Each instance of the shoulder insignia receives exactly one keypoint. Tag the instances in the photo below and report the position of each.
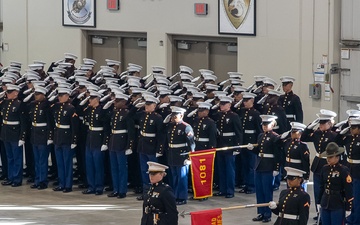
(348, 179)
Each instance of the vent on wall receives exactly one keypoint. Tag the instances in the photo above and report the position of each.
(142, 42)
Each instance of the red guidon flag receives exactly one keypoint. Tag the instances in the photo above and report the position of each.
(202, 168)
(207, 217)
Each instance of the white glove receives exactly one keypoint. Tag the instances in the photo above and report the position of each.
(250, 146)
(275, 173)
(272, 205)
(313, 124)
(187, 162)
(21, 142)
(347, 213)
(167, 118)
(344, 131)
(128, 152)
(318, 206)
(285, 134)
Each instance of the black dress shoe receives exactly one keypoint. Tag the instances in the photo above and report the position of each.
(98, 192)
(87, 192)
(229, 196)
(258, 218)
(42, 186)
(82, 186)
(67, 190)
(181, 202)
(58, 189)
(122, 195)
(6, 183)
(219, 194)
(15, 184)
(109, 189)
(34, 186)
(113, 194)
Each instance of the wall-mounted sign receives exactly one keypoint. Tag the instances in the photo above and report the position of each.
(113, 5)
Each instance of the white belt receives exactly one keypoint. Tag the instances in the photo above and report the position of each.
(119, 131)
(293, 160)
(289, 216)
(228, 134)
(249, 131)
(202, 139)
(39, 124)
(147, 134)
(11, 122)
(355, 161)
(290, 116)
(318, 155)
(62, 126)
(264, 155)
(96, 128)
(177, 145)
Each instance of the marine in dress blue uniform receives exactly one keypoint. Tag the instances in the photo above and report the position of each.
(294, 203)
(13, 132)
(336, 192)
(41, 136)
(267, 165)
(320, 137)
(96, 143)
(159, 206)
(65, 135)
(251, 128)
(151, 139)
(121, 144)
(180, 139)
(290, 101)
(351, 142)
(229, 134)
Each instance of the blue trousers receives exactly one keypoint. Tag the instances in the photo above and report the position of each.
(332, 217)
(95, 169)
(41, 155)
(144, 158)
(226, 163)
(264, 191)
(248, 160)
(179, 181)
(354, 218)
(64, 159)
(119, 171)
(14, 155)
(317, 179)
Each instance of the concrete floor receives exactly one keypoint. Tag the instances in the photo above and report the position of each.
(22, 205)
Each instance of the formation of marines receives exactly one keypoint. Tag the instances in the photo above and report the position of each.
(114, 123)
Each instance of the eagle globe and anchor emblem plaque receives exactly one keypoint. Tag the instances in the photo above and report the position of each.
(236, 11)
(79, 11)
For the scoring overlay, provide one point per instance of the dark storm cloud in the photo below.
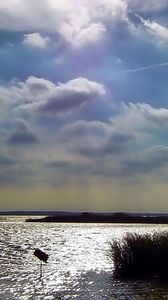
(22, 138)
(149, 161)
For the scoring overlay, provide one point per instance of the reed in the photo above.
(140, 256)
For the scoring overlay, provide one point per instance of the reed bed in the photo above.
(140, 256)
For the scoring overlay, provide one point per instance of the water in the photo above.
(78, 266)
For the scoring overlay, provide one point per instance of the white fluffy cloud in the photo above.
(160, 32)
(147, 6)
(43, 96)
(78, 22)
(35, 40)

==

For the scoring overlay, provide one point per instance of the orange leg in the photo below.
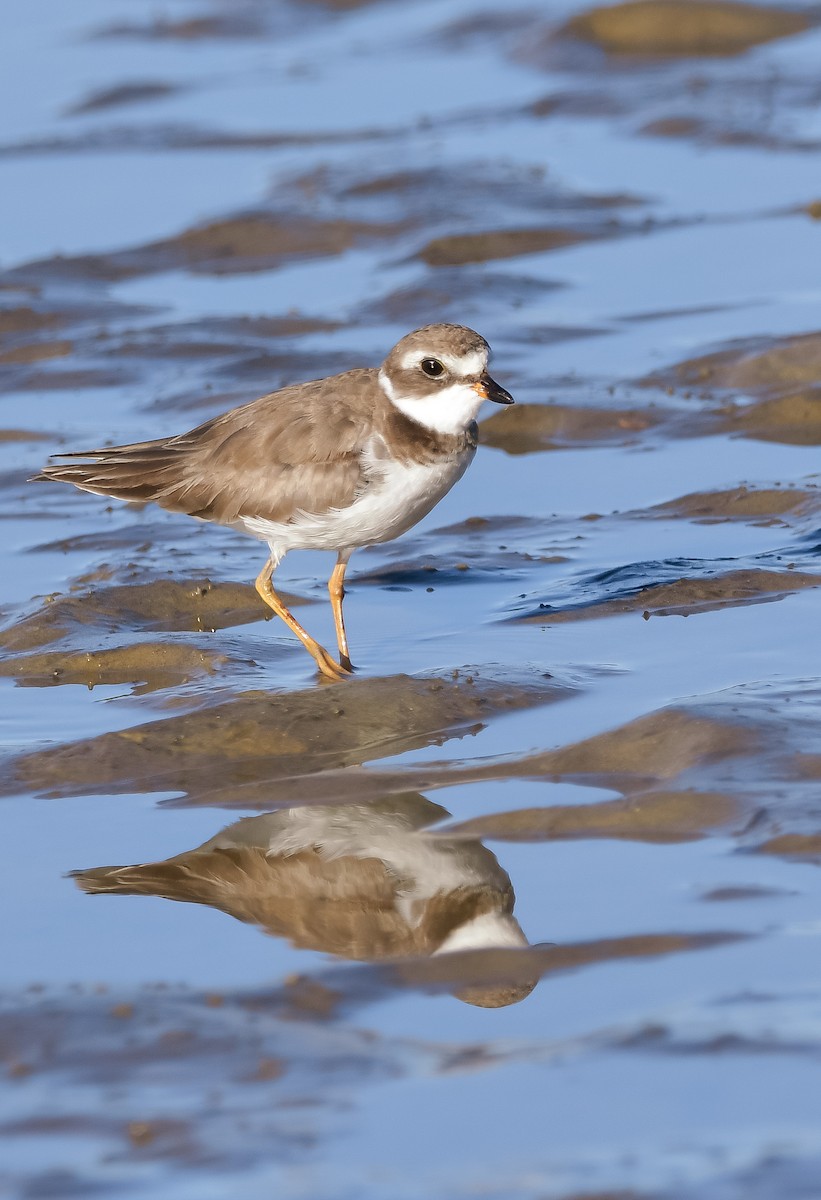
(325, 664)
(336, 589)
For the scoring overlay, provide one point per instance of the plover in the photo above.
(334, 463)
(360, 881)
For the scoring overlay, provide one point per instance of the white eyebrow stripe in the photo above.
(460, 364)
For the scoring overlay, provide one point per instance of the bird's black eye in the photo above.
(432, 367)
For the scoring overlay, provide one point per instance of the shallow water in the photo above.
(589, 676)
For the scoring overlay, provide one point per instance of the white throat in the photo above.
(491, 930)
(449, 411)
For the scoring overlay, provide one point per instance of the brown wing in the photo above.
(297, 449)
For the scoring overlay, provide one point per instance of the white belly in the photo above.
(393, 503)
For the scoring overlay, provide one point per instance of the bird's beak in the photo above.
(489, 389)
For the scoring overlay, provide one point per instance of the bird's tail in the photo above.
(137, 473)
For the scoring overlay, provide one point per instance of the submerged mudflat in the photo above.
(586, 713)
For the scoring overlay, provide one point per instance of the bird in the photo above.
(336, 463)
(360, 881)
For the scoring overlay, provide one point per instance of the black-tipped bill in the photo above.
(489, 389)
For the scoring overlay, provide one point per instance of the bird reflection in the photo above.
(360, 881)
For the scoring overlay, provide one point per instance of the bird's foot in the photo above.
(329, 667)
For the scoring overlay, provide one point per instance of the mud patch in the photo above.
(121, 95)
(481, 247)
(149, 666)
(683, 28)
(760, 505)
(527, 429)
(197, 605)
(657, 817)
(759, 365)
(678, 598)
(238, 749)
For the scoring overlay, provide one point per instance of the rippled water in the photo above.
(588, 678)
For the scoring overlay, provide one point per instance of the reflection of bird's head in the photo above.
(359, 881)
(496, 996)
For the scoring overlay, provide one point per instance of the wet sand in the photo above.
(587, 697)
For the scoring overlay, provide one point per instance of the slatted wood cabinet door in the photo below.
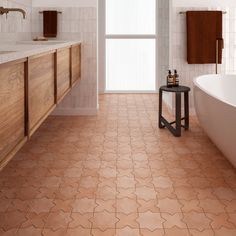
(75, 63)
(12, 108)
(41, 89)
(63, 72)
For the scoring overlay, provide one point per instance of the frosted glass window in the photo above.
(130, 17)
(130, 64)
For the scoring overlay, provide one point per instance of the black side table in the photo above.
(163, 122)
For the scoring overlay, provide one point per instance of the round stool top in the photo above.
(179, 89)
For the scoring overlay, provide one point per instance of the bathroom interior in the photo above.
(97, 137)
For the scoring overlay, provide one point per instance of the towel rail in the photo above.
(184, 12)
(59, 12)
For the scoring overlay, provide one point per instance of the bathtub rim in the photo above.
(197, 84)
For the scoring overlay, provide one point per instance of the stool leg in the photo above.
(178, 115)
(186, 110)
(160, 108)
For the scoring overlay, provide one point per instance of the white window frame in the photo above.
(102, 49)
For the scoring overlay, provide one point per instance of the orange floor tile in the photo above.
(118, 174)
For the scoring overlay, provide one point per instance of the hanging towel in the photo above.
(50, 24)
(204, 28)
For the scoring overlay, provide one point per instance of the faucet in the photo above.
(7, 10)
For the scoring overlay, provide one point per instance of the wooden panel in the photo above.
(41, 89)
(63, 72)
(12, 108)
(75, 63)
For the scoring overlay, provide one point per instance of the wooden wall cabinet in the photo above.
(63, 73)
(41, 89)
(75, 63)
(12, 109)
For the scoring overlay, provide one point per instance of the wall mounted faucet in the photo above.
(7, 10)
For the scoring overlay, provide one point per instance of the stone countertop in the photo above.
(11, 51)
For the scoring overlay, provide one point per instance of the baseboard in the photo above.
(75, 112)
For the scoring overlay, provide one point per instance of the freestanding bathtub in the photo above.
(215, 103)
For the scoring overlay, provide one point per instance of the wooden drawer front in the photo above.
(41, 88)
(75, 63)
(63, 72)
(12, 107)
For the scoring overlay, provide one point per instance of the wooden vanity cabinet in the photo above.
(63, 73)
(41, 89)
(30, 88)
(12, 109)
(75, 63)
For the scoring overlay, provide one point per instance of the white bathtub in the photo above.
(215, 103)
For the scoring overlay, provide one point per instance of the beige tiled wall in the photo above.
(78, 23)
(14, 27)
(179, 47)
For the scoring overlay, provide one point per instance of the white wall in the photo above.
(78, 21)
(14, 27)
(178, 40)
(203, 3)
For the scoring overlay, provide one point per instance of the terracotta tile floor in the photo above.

→ **To be done**:
Find every row above that contains the string "water", treating uppercase and lowercase as different, and copy each of those rows in full.

→ **Written answer**:
For the scoring overlay, provide one point per instance of the water in the photo above.
For the scoring overlay, provide one point per instance of the shallow water in the photo above.
For the scoring overlay, provide one point per instance of the rippled water in the photo above.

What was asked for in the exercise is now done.